YOUR INSTRUCTIONS.
Search the records for the string "gray" and copy every line where it turns up.
=== AVAILABLE DATA ===
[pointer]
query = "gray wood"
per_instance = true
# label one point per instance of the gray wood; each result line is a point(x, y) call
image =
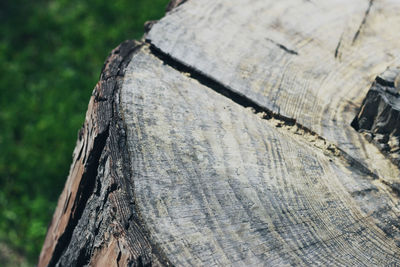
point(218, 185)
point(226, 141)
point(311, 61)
===
=== AVAILABLE DATA ===
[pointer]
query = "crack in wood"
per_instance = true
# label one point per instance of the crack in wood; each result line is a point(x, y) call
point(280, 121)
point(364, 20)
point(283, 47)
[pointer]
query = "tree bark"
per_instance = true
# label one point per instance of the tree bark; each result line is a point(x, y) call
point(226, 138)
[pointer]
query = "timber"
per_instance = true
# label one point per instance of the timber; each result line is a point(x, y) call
===
=== AVAILABLE DATA ===
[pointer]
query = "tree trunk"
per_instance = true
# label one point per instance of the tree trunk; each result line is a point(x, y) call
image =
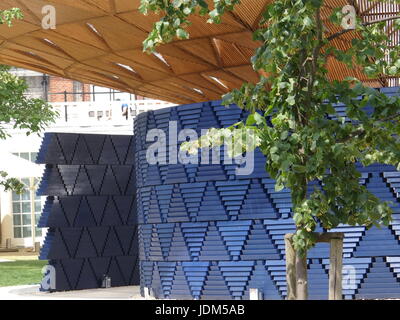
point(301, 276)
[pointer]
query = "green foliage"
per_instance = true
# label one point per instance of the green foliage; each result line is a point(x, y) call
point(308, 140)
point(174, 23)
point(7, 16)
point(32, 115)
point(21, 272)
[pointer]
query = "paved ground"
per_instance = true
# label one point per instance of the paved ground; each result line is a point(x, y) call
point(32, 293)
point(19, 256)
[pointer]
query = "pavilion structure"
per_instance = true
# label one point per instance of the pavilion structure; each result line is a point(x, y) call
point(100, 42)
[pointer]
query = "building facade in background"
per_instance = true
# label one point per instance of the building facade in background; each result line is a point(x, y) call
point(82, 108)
===
OUTPUT BELOW.
query = "gray wood"
# label one point per instance of the gray wood; each result line is a point(x, y) call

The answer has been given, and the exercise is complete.